Trecho do texto
_ _ _ _ _

A problemática que se tem levantado acerca deste fenômeno é a crescente desvalorização da instrução formal e da experiência acumulada, como exemplo a formação e a experiência docente, em favor do conhecimento raso e fundamentado em notícias duvidosas, geralmente sem assinatura e por vezes falsas, fabricadas para servir a interesses escusos. Em outras palavras, a desinformação toma o lugar do conhecimento com uma agravante- a falsa ideia individual e coletiva de que ao realizar leitura constante nas redes sociais se está informado e, além disso, formado culturalmente. Chegamos, assim, aos tempos do “googlismo”[1], ou seja, em que a população em geral começa a pensar que o mecanismo de buscas via internet, Google, é a solução para todas as questões da vida diária.

O googlismo passa, assim, a ser a base filosófica e epistemológica para a compreensão e solução de todas as mazelas, sejam estas nos âmbitos individual ou social. Em termos educacionais diríamos que o google passou a constituir, para os desavisados, o “pai” de todas as ciências: o google resolveria os problemas em todas as áreas científicas se fossemos dividi-las segundo a CAPES[2], isto é, em colégios e grandes áreas: no colégio das ciências da vida- as áreas as agrárias, biológicas e da saúde; no colégio das humanidades – as ciências humanas, sociais aplicadas, a linguística com letras e artes; no colégio das ciências exatas e tecnológicas- as ciências exatas da terra e engenharias.

_ _ _ _ _

Lista de material
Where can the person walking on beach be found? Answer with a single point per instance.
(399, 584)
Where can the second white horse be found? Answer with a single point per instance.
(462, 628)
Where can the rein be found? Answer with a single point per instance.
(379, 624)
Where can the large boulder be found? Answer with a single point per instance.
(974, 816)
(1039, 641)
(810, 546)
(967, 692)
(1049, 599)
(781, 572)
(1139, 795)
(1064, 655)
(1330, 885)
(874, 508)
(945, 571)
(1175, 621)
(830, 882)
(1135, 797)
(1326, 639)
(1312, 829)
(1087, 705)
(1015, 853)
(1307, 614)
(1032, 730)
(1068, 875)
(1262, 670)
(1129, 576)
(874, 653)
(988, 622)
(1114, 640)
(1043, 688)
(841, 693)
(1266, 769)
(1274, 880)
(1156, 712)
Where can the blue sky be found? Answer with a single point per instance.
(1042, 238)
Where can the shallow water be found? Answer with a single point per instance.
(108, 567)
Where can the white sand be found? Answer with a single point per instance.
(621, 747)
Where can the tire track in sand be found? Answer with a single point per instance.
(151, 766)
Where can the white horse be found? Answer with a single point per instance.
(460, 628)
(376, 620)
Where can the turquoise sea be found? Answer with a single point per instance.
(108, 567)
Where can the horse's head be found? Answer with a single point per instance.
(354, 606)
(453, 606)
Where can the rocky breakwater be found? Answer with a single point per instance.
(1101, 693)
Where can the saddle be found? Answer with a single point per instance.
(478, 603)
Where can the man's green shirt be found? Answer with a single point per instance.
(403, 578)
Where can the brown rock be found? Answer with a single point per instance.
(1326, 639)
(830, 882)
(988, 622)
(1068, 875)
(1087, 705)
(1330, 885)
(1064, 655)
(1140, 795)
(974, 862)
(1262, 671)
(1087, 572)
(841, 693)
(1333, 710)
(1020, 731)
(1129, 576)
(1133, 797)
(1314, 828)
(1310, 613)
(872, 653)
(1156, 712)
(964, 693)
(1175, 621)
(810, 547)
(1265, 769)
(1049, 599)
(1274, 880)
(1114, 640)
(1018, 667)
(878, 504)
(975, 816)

_ _ _ _ _

Requisitos do problema
Transcreva, do trecho sobre o googlismo, a passagem que vai de "A problemática que" a "da vida diária.". Não é preciso consultar o material.

Resultado
A problemática que se tem levantado acerca deste fenômeno é a crescente desvalorização da instrução formal e da experiência acumulada, como exemplo a formação e a experiência docente, em favor do conhecimento raso e fundamentado em notícias duvidosas, geralmente sem assinatura e por vezes falsas, fabricadas para servir a interesses escusos. Em outras palavras, a desinformação toma o lugar do conhecimento com uma agravante- a falsa ideia individual e coletiva de que ao realizar leitura constante nas redes sociais se está informado e, além disso, formado culturalmente. Chegamos, assim, aos tempos do “googlismo”[1], ou seja, em que a população em geral começa a pensar que o mecanismo de buscas via internet, Google, é a solução para todas as questões da vida diária.